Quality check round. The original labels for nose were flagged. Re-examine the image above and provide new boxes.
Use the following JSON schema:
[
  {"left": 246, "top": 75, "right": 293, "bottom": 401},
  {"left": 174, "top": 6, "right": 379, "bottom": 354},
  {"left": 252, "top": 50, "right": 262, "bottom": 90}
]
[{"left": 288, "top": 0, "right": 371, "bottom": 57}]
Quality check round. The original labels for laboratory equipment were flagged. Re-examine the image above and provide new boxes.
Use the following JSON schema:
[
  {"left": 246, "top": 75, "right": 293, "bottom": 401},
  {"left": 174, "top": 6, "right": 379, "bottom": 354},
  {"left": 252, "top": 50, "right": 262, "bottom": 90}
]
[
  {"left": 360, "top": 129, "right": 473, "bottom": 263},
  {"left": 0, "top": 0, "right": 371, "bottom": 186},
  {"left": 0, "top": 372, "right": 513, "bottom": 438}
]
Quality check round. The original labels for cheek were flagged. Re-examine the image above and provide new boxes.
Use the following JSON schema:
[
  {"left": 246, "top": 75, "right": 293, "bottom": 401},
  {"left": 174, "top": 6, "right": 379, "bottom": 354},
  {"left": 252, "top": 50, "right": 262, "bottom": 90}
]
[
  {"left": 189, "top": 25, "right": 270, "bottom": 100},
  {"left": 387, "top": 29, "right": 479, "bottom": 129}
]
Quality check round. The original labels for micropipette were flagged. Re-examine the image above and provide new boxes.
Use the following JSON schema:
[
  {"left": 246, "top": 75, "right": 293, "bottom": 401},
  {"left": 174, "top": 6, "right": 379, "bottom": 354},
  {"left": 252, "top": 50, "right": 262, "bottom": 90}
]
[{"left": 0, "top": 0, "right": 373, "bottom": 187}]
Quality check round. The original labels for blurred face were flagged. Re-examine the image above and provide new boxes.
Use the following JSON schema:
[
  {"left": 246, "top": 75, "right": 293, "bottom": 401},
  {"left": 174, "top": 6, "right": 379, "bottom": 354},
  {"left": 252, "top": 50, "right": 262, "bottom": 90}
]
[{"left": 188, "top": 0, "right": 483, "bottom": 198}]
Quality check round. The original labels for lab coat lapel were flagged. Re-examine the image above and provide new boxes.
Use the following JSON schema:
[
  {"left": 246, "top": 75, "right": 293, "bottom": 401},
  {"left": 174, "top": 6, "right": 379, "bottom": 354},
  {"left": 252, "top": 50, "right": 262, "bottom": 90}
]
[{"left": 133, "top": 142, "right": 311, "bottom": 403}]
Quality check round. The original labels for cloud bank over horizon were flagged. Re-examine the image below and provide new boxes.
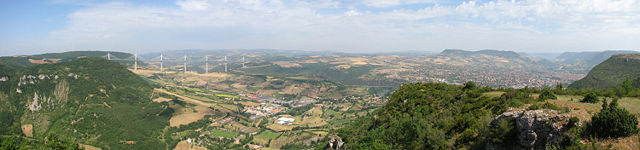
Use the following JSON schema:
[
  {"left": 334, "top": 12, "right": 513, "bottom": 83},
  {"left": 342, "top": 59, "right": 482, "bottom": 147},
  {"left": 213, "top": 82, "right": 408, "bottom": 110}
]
[{"left": 0, "top": 0, "right": 640, "bottom": 54}]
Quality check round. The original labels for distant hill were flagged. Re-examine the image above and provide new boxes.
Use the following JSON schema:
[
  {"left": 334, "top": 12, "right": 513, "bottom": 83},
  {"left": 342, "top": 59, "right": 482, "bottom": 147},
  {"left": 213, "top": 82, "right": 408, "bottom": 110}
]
[
  {"left": 432, "top": 49, "right": 556, "bottom": 69},
  {"left": 440, "top": 49, "right": 520, "bottom": 58},
  {"left": 0, "top": 57, "right": 171, "bottom": 149},
  {"left": 519, "top": 52, "right": 562, "bottom": 60},
  {"left": 569, "top": 54, "right": 640, "bottom": 89},
  {"left": 0, "top": 51, "right": 133, "bottom": 68},
  {"left": 556, "top": 50, "right": 638, "bottom": 66}
]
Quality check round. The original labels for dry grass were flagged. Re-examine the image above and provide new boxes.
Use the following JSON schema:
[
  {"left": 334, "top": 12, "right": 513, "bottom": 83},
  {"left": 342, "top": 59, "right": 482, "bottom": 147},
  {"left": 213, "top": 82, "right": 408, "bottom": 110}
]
[
  {"left": 79, "top": 144, "right": 102, "bottom": 150},
  {"left": 169, "top": 106, "right": 213, "bottom": 127},
  {"left": 198, "top": 72, "right": 231, "bottom": 78},
  {"left": 272, "top": 61, "right": 302, "bottom": 68},
  {"left": 482, "top": 91, "right": 504, "bottom": 97},
  {"left": 267, "top": 123, "right": 294, "bottom": 132},
  {"left": 152, "top": 97, "right": 171, "bottom": 103},
  {"left": 547, "top": 95, "right": 640, "bottom": 149},
  {"left": 20, "top": 124, "right": 33, "bottom": 137},
  {"left": 598, "top": 135, "right": 640, "bottom": 149},
  {"left": 129, "top": 69, "right": 160, "bottom": 77},
  {"left": 174, "top": 140, "right": 207, "bottom": 150},
  {"left": 236, "top": 101, "right": 260, "bottom": 106}
]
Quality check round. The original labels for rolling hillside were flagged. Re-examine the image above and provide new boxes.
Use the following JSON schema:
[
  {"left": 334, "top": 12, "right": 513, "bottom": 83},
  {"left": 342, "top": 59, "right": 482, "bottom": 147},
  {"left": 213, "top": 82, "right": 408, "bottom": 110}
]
[
  {"left": 569, "top": 54, "right": 640, "bottom": 89},
  {"left": 0, "top": 57, "right": 170, "bottom": 149},
  {"left": 0, "top": 51, "right": 133, "bottom": 68}
]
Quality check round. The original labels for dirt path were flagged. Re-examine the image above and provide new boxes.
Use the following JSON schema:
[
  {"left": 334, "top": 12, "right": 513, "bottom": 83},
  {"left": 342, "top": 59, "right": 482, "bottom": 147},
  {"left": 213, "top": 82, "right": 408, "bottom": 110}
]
[
  {"left": 154, "top": 89, "right": 214, "bottom": 127},
  {"left": 153, "top": 89, "right": 214, "bottom": 107}
]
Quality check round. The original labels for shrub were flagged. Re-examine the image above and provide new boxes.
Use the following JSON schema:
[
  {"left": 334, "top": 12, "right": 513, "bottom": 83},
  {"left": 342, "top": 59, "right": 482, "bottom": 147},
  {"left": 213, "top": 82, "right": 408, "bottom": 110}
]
[
  {"left": 585, "top": 99, "right": 638, "bottom": 138},
  {"left": 538, "top": 89, "right": 558, "bottom": 101},
  {"left": 580, "top": 92, "right": 600, "bottom": 103},
  {"left": 488, "top": 120, "right": 518, "bottom": 145}
]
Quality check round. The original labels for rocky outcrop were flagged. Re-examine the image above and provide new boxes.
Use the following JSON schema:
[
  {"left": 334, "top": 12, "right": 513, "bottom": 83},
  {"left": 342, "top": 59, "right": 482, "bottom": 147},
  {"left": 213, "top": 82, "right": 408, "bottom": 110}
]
[
  {"left": 486, "top": 110, "right": 569, "bottom": 150},
  {"left": 326, "top": 136, "right": 344, "bottom": 150}
]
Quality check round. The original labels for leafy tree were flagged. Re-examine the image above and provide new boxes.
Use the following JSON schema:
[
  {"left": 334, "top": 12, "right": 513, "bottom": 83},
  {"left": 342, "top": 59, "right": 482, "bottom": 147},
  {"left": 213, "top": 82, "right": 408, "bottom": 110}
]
[
  {"left": 462, "top": 81, "right": 476, "bottom": 90},
  {"left": 580, "top": 92, "right": 600, "bottom": 103},
  {"left": 585, "top": 99, "right": 638, "bottom": 138}
]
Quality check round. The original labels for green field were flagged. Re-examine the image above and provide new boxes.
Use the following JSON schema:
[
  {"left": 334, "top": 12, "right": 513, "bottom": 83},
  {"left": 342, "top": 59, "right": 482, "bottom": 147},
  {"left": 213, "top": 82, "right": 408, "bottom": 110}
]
[
  {"left": 256, "top": 130, "right": 280, "bottom": 140},
  {"left": 211, "top": 130, "right": 236, "bottom": 138}
]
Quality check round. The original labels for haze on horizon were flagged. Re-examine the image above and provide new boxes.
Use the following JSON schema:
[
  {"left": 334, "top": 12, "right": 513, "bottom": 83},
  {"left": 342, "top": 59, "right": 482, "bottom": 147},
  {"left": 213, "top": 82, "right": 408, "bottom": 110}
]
[{"left": 0, "top": 0, "right": 640, "bottom": 56}]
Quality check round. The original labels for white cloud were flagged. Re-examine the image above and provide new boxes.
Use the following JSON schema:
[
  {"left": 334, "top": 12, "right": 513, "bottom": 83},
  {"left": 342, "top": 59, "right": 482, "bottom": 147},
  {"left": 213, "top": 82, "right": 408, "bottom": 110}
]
[{"left": 11, "top": 0, "right": 640, "bottom": 51}]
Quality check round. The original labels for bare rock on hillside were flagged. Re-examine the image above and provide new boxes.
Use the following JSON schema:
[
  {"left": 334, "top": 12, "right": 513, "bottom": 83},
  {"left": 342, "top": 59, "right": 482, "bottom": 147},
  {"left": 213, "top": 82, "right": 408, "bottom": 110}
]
[{"left": 486, "top": 110, "right": 569, "bottom": 150}]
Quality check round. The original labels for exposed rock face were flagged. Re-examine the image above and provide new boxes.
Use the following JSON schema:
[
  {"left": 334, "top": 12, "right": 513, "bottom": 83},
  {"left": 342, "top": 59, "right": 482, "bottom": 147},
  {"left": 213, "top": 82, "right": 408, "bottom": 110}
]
[
  {"left": 486, "top": 110, "right": 569, "bottom": 150},
  {"left": 326, "top": 136, "right": 344, "bottom": 150}
]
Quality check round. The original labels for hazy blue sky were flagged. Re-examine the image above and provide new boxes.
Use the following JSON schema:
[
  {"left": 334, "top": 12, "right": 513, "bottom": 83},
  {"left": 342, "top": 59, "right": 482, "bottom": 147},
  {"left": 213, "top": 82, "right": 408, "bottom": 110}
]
[{"left": 0, "top": 0, "right": 640, "bottom": 55}]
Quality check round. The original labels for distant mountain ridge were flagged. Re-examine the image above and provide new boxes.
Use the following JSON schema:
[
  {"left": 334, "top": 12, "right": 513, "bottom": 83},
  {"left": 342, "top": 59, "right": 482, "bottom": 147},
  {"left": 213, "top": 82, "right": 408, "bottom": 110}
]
[
  {"left": 556, "top": 50, "right": 638, "bottom": 65},
  {"left": 569, "top": 53, "right": 640, "bottom": 89},
  {"left": 0, "top": 56, "right": 171, "bottom": 149},
  {"left": 440, "top": 49, "right": 521, "bottom": 58},
  {"left": 0, "top": 51, "right": 133, "bottom": 68}
]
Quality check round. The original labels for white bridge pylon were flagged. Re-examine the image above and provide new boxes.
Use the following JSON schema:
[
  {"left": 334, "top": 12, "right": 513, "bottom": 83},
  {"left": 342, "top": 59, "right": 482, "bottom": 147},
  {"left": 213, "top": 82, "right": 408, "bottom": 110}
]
[{"left": 119, "top": 52, "right": 247, "bottom": 73}]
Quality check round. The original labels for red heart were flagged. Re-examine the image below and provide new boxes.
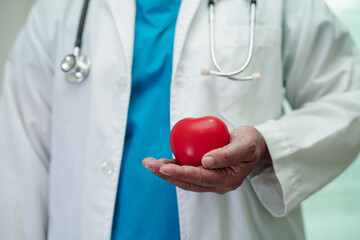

..........

* AIM OF THE TASK *
Return every line of the items above that contains the word "white", copying each one whole.

* OUTPUT OF THE EXERCISE *
Quality check round. The original labels for white cloud were flagged. Re-examine the image above and provide new boxes.
Quality check round. The original labels for white bridge pylon were flagged. Re-examine the image above and provide new boxes.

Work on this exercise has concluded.